(Natural-language object grounding data)
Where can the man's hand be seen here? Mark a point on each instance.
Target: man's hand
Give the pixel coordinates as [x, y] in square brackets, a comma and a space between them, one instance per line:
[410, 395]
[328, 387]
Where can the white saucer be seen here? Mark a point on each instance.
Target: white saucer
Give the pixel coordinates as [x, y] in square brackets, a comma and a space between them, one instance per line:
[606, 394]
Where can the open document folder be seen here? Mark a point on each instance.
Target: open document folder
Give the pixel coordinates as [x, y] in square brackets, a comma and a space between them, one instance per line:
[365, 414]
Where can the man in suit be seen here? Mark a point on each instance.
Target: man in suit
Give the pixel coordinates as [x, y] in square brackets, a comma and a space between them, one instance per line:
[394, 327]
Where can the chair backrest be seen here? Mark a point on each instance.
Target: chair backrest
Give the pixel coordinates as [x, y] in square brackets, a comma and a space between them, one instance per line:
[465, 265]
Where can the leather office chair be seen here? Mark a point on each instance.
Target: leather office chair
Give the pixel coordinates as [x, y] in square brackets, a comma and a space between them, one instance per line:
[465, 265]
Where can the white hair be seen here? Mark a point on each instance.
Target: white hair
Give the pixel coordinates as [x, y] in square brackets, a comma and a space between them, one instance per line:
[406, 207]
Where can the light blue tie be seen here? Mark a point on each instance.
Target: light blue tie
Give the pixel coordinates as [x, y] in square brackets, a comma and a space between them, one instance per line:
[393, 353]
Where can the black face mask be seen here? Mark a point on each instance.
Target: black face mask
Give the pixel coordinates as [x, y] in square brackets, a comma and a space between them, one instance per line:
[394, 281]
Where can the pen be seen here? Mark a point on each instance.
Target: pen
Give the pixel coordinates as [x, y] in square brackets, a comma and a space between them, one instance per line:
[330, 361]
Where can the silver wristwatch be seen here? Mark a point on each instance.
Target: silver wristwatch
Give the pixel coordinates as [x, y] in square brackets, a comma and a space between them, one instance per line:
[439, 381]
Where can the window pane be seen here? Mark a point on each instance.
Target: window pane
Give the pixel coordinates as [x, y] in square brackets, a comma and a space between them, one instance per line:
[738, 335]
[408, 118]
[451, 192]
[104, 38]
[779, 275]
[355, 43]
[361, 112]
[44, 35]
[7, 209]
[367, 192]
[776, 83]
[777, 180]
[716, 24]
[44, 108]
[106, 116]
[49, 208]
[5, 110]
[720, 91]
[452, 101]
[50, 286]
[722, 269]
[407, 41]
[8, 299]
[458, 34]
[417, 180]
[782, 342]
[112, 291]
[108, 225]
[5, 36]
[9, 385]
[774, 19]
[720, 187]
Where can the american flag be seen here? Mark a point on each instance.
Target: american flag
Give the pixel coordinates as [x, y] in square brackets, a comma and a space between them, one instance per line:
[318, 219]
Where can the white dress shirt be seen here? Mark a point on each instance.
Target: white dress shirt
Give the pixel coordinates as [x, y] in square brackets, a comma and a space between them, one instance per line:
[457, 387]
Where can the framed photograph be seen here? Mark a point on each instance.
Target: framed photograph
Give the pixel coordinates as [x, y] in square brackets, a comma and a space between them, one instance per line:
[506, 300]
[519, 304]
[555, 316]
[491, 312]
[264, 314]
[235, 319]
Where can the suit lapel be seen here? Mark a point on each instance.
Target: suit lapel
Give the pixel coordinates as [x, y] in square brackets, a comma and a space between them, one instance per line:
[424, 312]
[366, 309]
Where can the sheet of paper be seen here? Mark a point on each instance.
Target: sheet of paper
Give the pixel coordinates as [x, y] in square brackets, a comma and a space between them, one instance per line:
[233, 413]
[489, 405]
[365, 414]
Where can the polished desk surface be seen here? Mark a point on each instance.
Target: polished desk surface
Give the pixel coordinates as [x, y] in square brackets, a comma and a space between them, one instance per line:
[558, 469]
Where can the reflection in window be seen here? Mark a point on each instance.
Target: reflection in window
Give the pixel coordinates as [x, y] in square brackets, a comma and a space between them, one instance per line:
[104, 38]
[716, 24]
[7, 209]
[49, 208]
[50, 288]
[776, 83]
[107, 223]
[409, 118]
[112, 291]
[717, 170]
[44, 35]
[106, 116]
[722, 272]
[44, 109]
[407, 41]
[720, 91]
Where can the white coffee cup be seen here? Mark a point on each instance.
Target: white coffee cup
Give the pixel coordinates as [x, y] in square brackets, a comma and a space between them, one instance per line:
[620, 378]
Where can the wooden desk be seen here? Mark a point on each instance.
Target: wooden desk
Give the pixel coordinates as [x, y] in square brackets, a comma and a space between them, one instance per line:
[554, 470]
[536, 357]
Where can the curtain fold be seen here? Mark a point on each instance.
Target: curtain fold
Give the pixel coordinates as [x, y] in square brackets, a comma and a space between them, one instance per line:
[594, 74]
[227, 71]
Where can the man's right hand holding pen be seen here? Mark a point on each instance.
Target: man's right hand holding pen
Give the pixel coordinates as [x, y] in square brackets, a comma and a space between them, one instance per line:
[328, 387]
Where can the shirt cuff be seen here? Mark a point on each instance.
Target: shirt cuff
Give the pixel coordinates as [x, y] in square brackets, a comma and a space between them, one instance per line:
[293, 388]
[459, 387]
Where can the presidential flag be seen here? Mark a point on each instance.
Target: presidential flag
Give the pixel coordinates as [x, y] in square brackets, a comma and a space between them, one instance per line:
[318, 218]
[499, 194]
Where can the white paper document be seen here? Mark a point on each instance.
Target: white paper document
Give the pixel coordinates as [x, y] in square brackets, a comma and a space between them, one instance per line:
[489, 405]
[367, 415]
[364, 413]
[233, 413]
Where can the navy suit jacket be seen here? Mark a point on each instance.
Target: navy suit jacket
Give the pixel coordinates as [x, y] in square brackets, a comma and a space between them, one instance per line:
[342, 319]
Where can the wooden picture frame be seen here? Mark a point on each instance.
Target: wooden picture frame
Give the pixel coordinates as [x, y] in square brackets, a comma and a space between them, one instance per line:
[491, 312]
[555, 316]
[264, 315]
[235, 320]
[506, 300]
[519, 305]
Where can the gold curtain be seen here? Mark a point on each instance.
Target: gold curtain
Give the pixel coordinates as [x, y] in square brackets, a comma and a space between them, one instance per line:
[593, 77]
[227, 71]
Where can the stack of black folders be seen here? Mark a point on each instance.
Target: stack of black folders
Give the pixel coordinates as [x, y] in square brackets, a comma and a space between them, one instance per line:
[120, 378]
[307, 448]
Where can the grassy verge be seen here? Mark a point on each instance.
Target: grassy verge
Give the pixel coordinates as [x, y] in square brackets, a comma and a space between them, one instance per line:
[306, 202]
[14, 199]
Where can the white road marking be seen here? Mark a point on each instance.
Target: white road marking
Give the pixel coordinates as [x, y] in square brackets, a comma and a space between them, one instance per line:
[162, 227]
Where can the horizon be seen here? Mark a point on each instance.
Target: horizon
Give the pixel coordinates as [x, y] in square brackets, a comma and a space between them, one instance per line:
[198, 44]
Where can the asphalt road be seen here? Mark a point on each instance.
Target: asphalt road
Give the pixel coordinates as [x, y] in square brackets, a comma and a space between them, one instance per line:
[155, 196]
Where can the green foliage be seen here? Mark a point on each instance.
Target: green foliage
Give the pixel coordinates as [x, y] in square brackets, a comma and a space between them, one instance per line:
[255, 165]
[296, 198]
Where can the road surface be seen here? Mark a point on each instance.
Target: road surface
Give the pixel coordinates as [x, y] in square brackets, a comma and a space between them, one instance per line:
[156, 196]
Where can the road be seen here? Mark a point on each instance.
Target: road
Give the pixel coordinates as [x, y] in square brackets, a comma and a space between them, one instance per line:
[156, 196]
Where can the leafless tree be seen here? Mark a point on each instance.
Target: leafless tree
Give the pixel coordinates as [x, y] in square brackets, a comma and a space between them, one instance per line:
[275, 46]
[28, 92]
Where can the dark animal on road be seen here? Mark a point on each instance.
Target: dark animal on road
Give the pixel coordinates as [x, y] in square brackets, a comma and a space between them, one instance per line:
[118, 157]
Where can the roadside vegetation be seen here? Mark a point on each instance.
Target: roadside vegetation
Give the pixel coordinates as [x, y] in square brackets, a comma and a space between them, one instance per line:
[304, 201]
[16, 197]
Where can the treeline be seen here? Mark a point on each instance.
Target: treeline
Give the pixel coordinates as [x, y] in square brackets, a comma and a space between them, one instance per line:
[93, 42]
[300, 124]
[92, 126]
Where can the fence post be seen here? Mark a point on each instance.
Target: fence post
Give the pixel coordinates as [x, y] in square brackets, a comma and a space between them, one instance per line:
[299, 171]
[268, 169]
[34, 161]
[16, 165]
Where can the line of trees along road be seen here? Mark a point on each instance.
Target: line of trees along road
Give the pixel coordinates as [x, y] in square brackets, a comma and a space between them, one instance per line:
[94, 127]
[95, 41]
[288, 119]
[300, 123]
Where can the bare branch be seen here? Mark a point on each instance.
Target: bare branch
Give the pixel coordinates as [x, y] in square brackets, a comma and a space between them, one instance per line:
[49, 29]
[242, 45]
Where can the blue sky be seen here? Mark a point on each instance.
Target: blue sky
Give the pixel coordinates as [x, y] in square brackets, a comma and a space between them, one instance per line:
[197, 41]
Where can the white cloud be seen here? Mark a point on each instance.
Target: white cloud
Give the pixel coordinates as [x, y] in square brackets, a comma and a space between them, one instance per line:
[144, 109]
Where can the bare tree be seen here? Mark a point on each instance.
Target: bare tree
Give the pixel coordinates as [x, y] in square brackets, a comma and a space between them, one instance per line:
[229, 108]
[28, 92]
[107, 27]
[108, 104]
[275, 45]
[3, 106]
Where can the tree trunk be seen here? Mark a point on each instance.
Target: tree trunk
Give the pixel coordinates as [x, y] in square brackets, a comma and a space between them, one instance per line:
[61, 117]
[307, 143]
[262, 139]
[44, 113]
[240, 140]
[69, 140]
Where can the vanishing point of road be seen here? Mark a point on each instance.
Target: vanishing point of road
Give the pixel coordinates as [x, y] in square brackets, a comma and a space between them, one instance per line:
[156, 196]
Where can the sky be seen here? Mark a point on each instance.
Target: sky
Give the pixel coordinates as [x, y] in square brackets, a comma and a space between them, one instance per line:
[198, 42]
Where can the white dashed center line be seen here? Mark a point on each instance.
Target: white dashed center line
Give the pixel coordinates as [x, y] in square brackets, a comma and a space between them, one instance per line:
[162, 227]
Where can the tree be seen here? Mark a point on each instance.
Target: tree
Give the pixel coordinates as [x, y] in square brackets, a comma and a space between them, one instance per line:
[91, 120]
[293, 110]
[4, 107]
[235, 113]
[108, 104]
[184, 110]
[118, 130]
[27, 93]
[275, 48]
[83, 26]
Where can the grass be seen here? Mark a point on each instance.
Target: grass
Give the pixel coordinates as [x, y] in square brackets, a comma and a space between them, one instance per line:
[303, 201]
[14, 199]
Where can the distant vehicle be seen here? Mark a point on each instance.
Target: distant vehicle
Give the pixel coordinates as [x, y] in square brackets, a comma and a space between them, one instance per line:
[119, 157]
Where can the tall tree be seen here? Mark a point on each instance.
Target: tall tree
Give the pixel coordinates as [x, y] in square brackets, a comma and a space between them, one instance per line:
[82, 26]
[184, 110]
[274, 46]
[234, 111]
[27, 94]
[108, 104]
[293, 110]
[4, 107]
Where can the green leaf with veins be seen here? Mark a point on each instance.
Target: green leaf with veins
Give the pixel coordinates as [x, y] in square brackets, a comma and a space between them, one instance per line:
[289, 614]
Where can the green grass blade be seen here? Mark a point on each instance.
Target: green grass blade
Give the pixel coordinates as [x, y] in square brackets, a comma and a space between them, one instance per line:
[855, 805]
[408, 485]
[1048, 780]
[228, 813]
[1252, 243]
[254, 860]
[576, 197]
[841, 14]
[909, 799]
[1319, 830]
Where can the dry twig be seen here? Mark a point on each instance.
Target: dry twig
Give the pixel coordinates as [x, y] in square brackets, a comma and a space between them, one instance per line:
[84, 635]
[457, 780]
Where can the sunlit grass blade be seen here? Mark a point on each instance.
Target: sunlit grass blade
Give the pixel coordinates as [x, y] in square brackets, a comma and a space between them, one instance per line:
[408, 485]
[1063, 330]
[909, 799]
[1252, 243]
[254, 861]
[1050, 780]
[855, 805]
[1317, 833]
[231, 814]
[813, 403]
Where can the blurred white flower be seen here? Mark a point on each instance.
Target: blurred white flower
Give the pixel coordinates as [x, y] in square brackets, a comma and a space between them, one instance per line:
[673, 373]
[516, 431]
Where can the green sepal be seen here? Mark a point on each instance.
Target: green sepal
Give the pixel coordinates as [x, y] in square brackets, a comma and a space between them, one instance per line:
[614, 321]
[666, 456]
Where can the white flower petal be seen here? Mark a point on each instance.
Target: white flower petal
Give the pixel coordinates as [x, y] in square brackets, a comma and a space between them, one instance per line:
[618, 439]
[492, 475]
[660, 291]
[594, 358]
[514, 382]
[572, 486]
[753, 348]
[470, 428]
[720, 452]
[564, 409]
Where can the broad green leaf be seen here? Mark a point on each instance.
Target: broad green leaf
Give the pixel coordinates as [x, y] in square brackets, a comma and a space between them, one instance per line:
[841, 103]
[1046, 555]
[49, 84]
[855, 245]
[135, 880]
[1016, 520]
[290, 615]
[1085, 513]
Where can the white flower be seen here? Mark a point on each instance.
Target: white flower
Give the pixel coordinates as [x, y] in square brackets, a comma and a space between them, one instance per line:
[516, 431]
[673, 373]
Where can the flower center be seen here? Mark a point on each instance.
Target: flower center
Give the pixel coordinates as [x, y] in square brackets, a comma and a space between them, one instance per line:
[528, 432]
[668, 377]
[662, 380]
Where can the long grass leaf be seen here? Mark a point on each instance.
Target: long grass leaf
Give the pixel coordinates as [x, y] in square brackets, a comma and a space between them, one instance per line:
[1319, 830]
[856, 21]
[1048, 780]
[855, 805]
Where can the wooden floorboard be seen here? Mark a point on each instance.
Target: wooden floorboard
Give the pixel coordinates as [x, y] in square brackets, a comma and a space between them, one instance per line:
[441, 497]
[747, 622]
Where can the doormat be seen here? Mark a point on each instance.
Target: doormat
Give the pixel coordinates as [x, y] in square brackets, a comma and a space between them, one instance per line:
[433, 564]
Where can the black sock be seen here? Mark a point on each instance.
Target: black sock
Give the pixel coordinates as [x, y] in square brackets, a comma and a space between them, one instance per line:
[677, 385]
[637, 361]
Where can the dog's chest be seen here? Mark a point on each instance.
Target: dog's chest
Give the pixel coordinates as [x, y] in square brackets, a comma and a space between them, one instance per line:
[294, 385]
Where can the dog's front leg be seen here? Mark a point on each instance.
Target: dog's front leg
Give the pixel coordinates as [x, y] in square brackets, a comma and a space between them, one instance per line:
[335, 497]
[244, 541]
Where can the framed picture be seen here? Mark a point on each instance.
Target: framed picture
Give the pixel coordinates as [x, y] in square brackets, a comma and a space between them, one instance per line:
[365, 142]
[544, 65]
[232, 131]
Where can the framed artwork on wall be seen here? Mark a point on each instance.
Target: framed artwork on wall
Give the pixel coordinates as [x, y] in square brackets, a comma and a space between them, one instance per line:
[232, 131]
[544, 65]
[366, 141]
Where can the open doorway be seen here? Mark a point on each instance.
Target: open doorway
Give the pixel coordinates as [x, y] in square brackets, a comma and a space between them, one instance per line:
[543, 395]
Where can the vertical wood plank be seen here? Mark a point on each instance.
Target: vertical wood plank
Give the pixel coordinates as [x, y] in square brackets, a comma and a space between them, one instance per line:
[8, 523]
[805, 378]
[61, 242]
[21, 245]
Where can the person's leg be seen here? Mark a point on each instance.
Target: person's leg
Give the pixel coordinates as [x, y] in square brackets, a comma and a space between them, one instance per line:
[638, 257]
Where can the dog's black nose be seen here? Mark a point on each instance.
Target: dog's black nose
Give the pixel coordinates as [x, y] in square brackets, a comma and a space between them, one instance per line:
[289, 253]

Try it: Beginning with the line that has "Target: green sepal" and ending with the line that has "Target: long grass leaf", set down the lines above exactly and include no others.

Task output:
Target: green sepal
Give the pixel coordinates as [x, y] in square brackets, a comma and a space between them, one instance per line:
[614, 321]
[666, 456]
Where can the white flower petal be seen here? Mark a point on each instance.
Target: white flower petal
Give the pixel coordinates as [x, y] in square brackets, a comma and a space between them, one instance per line:
[618, 439]
[492, 475]
[660, 291]
[594, 358]
[514, 382]
[572, 486]
[753, 348]
[470, 428]
[720, 452]
[564, 409]
Where can the broad green leaf be seen here? Mark a point on each instance.
Target: broad green leaf
Give the pixel coordinates as [x, y] in square brackets, a comma and a space between them, one instance per line:
[841, 103]
[1046, 555]
[49, 84]
[855, 245]
[135, 880]
[1016, 520]
[290, 615]
[1085, 513]
Where can the white flower be seen here? Mark a point on each instance.
Target: white flower
Give the pixel coordinates as [x, y] in square brackets, a comma and a space between them, one instance per line:
[516, 431]
[673, 373]
Where can the flower center be seen here? Mark a point on each instance.
Target: flower center
Give the pixel coordinates as [x, y] in square brackets, a comma and a space between them, one instance per line:
[528, 432]
[668, 377]
[662, 380]
Where can the long grass leaf be seen here? Mark a point on each instance.
Target: long grass leaf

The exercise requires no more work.